**What you need to do**.
Copy out the lines of the records again, unchanged, from the line containing "query | concrete base of piling" through the line containing "<point>368,209</point>", including both of those lines.

┄┄┄┄┄┄┄┄┄┄┄┄┄┄┄┄┄┄┄┄

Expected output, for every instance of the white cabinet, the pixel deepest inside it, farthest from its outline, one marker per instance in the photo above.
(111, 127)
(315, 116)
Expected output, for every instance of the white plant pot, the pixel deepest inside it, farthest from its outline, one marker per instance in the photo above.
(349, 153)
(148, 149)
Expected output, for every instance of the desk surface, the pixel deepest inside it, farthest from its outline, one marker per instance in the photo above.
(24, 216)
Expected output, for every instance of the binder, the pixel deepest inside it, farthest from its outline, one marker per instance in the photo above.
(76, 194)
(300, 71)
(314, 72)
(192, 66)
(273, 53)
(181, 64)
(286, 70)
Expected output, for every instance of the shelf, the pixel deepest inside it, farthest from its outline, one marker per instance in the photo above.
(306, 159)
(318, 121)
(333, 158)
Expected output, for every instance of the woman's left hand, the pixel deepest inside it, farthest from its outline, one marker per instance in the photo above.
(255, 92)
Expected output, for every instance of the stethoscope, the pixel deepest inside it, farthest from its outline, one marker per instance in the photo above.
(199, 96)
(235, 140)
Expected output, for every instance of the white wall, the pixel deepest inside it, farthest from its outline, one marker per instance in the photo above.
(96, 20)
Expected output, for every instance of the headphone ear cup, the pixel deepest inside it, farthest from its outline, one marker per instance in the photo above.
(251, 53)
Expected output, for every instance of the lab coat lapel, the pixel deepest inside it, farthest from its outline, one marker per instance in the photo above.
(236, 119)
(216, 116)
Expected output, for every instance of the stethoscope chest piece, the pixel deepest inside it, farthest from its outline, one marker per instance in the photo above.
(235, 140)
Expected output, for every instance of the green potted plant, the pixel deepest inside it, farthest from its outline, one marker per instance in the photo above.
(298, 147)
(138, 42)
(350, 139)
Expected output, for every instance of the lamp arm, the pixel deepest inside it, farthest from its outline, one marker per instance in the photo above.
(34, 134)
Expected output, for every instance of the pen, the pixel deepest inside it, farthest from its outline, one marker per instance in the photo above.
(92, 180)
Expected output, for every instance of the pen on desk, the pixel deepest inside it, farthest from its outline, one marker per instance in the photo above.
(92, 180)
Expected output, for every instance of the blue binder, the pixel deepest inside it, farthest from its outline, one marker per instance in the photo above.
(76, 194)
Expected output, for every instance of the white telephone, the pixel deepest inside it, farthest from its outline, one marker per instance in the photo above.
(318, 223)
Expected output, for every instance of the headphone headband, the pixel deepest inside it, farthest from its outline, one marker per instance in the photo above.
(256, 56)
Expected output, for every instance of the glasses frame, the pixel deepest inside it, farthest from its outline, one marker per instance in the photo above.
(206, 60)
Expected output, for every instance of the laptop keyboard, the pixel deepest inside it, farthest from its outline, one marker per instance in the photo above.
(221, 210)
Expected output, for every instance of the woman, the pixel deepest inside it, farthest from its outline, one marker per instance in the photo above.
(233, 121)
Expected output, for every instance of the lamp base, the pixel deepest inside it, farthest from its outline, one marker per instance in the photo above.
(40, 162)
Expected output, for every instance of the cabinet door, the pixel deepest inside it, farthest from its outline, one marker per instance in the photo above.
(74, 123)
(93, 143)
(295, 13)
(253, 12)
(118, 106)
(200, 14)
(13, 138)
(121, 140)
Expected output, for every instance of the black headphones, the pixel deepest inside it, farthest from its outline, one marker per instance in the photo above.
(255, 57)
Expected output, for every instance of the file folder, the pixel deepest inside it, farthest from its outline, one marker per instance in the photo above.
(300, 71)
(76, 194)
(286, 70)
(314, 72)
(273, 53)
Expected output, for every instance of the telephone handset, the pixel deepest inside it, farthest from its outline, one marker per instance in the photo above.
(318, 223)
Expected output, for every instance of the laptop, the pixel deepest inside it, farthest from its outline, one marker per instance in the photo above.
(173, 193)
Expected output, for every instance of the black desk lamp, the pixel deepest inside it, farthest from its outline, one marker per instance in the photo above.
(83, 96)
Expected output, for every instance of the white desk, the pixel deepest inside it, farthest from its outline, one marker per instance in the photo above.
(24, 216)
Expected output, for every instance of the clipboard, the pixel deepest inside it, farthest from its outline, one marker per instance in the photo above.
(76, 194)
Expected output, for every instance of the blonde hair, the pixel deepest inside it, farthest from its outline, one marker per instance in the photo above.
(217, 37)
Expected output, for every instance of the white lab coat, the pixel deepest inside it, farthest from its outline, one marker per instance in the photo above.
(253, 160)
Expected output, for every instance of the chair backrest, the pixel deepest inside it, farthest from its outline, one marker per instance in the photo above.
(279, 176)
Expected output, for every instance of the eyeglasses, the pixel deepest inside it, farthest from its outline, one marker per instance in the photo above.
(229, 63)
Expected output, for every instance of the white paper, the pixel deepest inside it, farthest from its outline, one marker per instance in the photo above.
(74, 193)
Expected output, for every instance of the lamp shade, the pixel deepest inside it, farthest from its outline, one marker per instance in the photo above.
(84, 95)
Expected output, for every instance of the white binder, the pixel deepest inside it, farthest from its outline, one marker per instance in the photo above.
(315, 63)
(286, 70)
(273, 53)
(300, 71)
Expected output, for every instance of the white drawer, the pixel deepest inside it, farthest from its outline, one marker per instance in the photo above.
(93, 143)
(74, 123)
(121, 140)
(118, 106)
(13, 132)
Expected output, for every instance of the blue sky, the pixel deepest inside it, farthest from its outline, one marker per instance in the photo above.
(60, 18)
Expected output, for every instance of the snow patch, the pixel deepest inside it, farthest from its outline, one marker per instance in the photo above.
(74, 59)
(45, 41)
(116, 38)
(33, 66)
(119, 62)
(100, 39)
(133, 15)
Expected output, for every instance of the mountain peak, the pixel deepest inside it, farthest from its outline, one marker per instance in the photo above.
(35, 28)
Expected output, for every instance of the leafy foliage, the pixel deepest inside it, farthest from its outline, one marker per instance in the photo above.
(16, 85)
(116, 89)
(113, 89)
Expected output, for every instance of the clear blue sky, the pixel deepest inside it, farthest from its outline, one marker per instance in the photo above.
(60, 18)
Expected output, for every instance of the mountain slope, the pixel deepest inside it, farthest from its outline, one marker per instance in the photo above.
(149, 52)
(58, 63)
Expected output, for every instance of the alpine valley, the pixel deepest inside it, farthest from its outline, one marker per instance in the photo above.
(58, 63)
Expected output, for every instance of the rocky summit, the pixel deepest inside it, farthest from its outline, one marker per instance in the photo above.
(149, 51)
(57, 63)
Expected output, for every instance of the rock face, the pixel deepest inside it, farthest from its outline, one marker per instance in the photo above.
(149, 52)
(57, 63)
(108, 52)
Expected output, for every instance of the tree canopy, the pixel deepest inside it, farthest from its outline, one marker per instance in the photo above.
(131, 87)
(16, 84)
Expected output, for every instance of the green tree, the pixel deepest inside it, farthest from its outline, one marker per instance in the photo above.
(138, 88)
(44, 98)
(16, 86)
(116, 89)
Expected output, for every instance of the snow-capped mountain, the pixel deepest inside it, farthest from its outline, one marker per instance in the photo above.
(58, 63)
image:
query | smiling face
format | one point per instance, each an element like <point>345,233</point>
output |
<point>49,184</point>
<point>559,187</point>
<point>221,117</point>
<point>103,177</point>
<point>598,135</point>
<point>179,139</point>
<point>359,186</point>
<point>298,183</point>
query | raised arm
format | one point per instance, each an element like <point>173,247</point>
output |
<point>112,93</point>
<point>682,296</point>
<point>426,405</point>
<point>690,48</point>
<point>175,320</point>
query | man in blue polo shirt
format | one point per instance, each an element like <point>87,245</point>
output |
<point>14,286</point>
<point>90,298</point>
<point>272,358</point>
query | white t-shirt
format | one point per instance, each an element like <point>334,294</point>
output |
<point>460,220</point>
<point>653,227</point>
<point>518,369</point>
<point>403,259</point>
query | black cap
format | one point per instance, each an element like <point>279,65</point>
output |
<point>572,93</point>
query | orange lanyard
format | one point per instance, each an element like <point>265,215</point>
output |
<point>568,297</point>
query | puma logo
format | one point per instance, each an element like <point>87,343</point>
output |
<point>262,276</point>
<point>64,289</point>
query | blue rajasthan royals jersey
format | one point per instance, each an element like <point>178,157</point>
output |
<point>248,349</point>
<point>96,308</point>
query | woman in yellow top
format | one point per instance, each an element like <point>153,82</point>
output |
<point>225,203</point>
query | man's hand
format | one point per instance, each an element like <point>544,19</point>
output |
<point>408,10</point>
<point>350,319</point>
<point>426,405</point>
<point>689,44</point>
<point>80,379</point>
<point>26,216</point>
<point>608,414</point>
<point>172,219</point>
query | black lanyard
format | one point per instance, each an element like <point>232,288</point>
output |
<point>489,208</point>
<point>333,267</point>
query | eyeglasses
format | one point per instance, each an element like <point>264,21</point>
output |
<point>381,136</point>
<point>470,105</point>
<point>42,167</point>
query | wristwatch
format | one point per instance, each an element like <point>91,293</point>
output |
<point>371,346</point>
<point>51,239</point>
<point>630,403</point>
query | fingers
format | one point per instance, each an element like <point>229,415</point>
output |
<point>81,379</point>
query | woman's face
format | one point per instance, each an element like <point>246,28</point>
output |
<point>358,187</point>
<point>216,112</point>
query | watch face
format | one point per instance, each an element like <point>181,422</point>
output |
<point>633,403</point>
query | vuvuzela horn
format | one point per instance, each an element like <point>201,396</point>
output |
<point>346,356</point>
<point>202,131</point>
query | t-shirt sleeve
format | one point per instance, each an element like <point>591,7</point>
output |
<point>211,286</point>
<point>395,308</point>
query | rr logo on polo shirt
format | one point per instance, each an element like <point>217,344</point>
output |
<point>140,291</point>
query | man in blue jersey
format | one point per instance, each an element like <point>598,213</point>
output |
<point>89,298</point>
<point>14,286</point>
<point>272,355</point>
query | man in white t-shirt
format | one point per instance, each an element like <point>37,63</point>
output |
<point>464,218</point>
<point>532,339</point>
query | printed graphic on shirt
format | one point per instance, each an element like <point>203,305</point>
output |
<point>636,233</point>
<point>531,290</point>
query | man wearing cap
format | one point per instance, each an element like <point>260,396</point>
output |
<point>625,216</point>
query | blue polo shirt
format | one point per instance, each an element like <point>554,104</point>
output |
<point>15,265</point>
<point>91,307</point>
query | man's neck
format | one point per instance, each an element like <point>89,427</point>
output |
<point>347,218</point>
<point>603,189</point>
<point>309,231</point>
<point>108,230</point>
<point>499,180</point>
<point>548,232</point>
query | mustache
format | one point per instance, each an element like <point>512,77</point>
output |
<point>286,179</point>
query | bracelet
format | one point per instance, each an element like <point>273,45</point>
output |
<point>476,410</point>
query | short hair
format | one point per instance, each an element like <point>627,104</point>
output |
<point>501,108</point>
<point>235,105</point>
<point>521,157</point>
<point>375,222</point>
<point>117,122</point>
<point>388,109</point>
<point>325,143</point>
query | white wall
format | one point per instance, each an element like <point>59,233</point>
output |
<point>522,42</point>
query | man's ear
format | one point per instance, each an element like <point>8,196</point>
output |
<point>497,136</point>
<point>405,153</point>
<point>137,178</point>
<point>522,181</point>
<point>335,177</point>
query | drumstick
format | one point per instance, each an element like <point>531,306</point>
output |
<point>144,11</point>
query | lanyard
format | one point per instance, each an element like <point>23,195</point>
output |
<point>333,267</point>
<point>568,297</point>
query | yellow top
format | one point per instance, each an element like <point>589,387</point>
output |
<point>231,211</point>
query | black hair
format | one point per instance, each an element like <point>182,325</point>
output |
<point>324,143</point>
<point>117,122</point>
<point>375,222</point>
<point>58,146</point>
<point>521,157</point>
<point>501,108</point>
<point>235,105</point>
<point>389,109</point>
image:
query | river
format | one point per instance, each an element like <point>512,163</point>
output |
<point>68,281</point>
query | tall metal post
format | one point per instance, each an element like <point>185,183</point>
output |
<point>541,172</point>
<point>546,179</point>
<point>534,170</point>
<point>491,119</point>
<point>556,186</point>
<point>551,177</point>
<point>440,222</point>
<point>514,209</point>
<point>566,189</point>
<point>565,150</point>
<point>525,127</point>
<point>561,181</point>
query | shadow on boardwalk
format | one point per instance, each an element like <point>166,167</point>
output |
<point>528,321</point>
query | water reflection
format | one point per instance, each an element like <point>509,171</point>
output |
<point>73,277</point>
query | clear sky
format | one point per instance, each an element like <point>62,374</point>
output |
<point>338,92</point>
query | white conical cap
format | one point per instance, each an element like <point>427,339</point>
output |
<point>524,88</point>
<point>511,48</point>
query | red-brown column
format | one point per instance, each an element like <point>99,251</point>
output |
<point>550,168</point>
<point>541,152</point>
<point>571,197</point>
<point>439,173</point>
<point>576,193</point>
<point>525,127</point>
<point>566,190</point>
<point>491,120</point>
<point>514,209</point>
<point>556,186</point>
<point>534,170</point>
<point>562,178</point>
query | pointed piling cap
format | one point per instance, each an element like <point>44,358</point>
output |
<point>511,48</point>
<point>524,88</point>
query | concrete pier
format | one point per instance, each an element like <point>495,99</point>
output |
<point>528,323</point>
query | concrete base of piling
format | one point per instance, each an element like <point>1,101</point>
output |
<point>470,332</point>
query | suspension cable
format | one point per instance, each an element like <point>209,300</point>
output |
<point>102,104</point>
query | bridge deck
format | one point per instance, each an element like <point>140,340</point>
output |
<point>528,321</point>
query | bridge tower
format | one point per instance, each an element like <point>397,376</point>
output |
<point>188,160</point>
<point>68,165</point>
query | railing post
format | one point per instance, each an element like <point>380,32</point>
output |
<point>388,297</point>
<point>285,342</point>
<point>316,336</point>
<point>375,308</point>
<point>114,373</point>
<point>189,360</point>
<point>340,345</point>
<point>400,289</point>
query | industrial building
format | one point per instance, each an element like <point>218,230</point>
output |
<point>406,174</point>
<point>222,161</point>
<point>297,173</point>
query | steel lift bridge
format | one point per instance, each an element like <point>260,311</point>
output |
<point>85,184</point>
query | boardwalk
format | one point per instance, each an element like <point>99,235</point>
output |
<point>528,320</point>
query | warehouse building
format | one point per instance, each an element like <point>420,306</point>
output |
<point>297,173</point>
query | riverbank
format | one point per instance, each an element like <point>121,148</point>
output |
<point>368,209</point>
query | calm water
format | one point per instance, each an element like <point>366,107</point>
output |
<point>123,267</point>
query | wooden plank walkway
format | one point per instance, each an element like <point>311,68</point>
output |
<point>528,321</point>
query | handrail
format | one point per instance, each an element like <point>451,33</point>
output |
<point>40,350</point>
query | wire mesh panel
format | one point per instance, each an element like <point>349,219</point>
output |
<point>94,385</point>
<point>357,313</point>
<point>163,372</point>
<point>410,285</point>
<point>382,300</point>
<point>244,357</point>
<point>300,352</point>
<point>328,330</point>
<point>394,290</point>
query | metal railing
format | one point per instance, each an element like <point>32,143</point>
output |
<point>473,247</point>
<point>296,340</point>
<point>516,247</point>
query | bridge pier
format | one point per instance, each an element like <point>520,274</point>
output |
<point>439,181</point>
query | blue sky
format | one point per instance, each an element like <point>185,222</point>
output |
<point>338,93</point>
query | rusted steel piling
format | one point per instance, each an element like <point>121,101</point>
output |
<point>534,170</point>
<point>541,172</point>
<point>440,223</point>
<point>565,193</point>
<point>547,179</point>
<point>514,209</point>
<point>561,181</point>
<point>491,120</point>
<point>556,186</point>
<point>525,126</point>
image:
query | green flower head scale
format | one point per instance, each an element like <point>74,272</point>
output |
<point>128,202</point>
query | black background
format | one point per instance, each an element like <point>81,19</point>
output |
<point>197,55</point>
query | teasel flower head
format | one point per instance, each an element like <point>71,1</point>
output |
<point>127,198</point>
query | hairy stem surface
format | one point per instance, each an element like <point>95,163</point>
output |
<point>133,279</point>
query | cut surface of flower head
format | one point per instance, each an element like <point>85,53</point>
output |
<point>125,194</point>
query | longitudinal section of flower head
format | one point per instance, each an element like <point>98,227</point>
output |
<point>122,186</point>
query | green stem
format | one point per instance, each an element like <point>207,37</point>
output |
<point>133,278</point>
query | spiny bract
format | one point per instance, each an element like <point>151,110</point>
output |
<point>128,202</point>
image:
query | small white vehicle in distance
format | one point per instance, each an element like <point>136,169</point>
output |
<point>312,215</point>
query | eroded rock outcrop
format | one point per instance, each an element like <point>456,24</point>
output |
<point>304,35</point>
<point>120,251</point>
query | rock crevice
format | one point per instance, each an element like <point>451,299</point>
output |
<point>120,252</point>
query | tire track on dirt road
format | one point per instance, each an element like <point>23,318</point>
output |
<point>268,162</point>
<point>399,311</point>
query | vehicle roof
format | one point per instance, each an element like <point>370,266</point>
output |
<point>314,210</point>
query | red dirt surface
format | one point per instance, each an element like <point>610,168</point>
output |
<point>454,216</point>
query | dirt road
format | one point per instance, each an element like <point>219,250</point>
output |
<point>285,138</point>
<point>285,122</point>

┄┄┄┄┄┄┄┄┄┄┄┄┄┄┄┄┄┄┄┄

**Solution to this problem**.
query | concrete base of piling
format | one point per instance, each an element like <point>1,101</point>
output |
<point>470,332</point>
query | suspension cable
format | one point per instance, each an element like <point>209,300</point>
output |
<point>102,104</point>
query | bridge deck
format | one point per instance, each an element like <point>140,340</point>
output |
<point>528,321</point>
query | bridge tower
format | one point per instance, each an element like <point>397,376</point>
output |
<point>188,160</point>
<point>68,165</point>
query | railing post
format | one point per instance, each an element like <point>380,32</point>
output |
<point>388,297</point>
<point>285,342</point>
<point>316,336</point>
<point>375,308</point>
<point>114,373</point>
<point>189,360</point>
<point>340,345</point>
<point>400,289</point>
query | industrial building
format | one point per instance, each an element like <point>218,230</point>
output |
<point>406,174</point>
<point>222,161</point>
<point>297,173</point>
query | steel lift bridge
format | one point per instance, each an element like <point>260,311</point>
output |
<point>85,184</point>
query | boardwalk
format | one point per instance, each an element like <point>99,235</point>
output |
<point>528,320</point>
query | warehouse building
format | one point per instance, each an element like <point>420,306</point>
output |
<point>297,173</point>
query | riverbank
format | one point per instance, each an element like <point>121,148</point>
output |
<point>368,209</point>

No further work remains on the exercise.